'''

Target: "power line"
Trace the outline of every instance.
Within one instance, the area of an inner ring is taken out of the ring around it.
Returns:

'''
'''

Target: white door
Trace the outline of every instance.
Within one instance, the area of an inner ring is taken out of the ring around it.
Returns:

'''

Prompt:
Please return every line of the records above that contains the word "Target", matching its case exactly.

Solved problem:
Target: "power line"
Target: white door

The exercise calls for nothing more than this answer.